Records provided
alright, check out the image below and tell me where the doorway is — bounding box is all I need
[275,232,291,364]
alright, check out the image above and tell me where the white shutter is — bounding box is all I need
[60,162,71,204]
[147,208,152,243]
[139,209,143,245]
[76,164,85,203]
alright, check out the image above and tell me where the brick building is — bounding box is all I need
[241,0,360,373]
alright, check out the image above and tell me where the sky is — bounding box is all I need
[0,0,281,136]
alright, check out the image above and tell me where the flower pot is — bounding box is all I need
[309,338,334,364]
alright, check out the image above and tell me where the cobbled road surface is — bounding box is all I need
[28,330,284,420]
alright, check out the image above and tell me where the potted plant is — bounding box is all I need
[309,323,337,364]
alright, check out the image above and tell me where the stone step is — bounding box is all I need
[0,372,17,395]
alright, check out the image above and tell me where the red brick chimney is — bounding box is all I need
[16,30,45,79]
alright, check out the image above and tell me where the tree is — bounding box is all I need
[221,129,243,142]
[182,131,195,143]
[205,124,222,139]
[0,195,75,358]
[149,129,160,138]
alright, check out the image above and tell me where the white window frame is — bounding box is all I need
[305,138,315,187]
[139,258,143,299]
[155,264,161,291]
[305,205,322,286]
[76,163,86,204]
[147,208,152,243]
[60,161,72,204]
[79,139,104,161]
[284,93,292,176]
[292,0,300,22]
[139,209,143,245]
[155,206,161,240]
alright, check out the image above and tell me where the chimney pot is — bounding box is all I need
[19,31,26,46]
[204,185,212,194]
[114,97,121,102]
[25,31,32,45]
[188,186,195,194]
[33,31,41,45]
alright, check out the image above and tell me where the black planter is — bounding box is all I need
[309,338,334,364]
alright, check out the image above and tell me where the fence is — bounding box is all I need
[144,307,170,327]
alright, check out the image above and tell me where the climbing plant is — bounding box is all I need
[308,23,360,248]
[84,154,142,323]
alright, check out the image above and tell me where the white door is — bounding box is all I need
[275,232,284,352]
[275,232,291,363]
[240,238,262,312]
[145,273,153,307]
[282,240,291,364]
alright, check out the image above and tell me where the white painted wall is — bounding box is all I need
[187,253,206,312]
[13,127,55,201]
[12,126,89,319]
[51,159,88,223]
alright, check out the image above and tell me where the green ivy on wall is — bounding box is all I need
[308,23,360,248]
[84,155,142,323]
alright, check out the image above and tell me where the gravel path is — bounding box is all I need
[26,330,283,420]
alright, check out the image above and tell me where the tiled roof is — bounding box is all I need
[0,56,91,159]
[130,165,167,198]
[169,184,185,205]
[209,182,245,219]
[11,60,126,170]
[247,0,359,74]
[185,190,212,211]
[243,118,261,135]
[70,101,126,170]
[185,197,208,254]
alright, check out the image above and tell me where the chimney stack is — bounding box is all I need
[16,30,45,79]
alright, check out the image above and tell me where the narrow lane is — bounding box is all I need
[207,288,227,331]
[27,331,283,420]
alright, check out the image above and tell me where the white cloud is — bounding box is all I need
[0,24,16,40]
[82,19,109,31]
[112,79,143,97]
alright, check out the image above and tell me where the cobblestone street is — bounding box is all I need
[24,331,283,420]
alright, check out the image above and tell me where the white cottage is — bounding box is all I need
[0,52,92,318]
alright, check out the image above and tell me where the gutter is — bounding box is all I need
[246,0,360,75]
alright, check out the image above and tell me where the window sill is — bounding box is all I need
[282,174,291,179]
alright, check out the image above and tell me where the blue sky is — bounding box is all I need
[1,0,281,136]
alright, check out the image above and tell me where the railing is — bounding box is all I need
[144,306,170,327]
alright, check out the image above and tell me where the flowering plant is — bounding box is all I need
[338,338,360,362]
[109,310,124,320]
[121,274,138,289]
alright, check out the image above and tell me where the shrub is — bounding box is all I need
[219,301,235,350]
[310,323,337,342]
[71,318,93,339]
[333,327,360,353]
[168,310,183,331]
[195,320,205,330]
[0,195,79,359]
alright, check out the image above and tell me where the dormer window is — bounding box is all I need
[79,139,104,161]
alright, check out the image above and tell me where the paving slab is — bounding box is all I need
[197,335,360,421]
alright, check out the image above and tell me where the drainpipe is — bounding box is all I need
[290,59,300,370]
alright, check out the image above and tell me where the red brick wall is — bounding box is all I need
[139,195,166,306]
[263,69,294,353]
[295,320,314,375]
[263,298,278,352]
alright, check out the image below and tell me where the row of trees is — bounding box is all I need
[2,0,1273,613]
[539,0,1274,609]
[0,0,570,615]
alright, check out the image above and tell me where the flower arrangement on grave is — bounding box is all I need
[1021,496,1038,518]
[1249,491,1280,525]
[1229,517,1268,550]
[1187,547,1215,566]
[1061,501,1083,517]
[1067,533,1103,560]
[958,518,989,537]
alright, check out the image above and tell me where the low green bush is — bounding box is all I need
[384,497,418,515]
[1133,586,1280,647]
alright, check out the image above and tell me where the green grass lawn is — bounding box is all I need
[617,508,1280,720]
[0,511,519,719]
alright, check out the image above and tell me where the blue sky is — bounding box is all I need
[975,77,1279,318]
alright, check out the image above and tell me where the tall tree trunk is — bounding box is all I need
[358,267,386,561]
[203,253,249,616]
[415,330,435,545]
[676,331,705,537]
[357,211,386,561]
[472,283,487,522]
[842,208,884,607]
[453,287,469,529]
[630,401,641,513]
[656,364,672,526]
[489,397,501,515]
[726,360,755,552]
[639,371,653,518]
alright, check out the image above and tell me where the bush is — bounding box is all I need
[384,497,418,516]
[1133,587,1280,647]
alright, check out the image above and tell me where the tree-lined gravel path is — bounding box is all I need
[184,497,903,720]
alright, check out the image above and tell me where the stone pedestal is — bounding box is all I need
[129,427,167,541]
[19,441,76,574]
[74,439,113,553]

What this task involves
Everything in the data should be copied exactly. Leave nothing out.

Exercise output
alright, check out the image below and tell me where the doorway is — bounding box is all I need
[275,232,291,364]
alright, check out the image above and tell me where the white shutter is — bounding box is all I need
[60,162,71,204]
[147,208,152,243]
[139,209,143,245]
[76,164,85,203]
alright, check out the image above and tell me where the brick building is — bounding box is all I need
[241,0,360,373]
alright, check out the image above and tell me where the sky is — bounding box is all I need
[0,0,281,136]
alright, check out the image above and tell me where the flower pot is — bounding box is all I need
[309,338,334,364]
alright, check out the image above and tell me where the cobbled road surface is — bounding box is all I need
[28,330,284,420]
alright, check out the image above and tell me where the potted plant is — bounding box is all I need
[309,323,337,364]
alright, check out the image above and tell me where the stone step is — bounding box is all I need
[0,372,17,395]
alright, check out the image above and tell me where the red brick chimney is — bounding box is all I need
[16,30,45,79]
alright, check out the image above and tell me where the tree is — bounding box is all I need
[221,129,243,142]
[182,131,195,143]
[205,124,222,139]
[0,195,75,358]
[149,129,160,138]
alright, check out the image above and tell me where the white window frame is — bounding box is all I need
[305,138,315,187]
[139,258,143,299]
[155,264,161,291]
[305,205,322,286]
[76,163,86,204]
[147,208,152,243]
[60,161,72,204]
[79,139,104,161]
[284,93,292,176]
[292,0,300,22]
[139,209,143,245]
[155,206,161,240]
alright, check out the image above and tell me where the chimney pot is — bounding box is all I need
[19,31,26,46]
[204,185,212,194]
[114,97,121,102]
[25,31,32,45]
[188,186,195,194]
[33,31,41,45]
alright, check out the image above and tell me where the black planter is — bounding box is all I need
[309,338,334,364]
alright, check out the image above and tell me where the fence is — bounding box is all I need
[144,307,170,327]
alright, check out the image above and tell me where the climbing plant is — bounding box is all I need
[308,23,360,248]
[84,154,142,323]
alright, check out the image above and tell me where the white door is — bounding box is all I need
[275,232,284,352]
[275,232,291,363]
[240,238,262,312]
[145,273,153,307]
[282,240,291,364]
alright, check out the image above and tell me where the white painted wall is — bounding box is all I need
[187,253,206,312]
[13,127,55,201]
[12,126,89,319]
[51,159,88,223]
alright, check out the image above and tell me where the green ivy on wall is — bounding box is all I need
[308,23,360,248]
[84,155,142,323]
alright, check out the image above and tell me where the gravel path is — bounding box is all I need
[26,330,283,420]
alright, check out the image above and tell me where the tiled roof is — bounding box is all I need
[0,56,91,159]
[130,165,167,198]
[169,184,185,205]
[209,182,245,219]
[11,60,126,170]
[247,0,359,74]
[185,190,212,211]
[243,118,261,135]
[70,101,126,170]
[185,197,208,254]
alright, check out the image above and tell me where the chimney stack is — bounding box is all I need
[16,30,45,79]
alright, check out the image above and tell me where the narrow lane is — bounding box is all I need
[207,288,227,331]
[27,331,283,420]
alright, check out the image above and tell me where the white cloud is — bounding box is all I need
[0,24,16,40]
[82,19,109,31]
[112,79,143,97]
alright, check out the image above and tell me where the cobblestone street is — bounding box is all I need
[24,331,283,420]
alright, check out the image above and tell me where the white cottage is — bounding box is all I need
[0,52,92,318]
alright, check out the image above and tell me where the gutter is — bounding box is all I need
[246,0,360,75]
alright, check out the image above and tell me where the window sill is — bounding box is all I need
[282,174,291,179]
alright, check out the image above and tell me where the blue sky is — bounding box is all I need
[1,0,281,136]
alright, check out the image above and tell me where the railing is — bounding box is all I need
[144,306,170,327]
alright, check out the image above and tell me where the flowering plant is — bounding box is all I need
[338,338,360,362]
[109,310,124,320]
[121,274,138,289]
alright, check out the image above and tell me where the shrub is — bounding box is all I need
[219,301,235,350]
[310,323,337,342]
[71,318,93,339]
[333,327,360,353]
[168,310,183,331]
[195,320,205,330]
[0,195,79,359]
alright, check out the image above and tell me where the dormer window is — bounding box is all I need
[79,139,104,161]
alright, check out the image above and tell me where the paving slab is — bounding box is all I need
[197,335,360,421]
alright, check out the image above and tell me where the drainpipe is — bounding box is all I need
[290,59,300,370]
alright, check out the image above and tell me where the red brick wall is — bounding box is all I need
[139,195,166,306]
[263,69,294,353]
[295,320,314,375]
[263,298,278,352]
alright, check out the image below and tell me where the row of trees is — bounding box is all I need
[2,0,1273,613]
[539,0,1274,609]
[0,0,570,615]
alright, check out the image above and tell me where the flower arrangement on grave is — bounding box is all I need
[1021,496,1038,518]
[1249,491,1280,525]
[1229,517,1268,550]
[1187,547,1215,566]
[1061,501,1083,517]
[1067,533,1103,560]
[958,518,989,537]
alright, check out the image above and tell me where the low green bush is — bounding box is all I need
[384,497,418,515]
[1133,586,1280,647]
alright, check out the image above and tell me where the green grass lawn is — bounding box is all I need
[617,508,1280,720]
[0,511,519,719]
alright, check out the image above and tell me where the blue sky is — bounding box is all I need
[975,77,1279,318]
alright, check out the image above and tell me where the tall tree trunk is — bounding box is all I need
[358,267,386,561]
[203,253,249,616]
[415,330,435,545]
[676,331,705,537]
[357,211,386,561]
[472,283,487,522]
[842,208,884,607]
[453,287,469,529]
[630,401,641,513]
[656,364,672,526]
[489,397,501,515]
[726,360,755,552]
[639,371,653,518]
alright, check out the image above and tell me where the bush is — bounding box is all I need
[384,497,418,516]
[1133,587,1280,647]
alright, check out the image above and tell me where the tree-lined gravel path is — bounding box is all I need
[184,497,903,720]
alright, check out the image above and tell me where the stone pedestal is — bounding box is all I need
[129,427,167,541]
[19,441,76,574]
[74,439,113,553]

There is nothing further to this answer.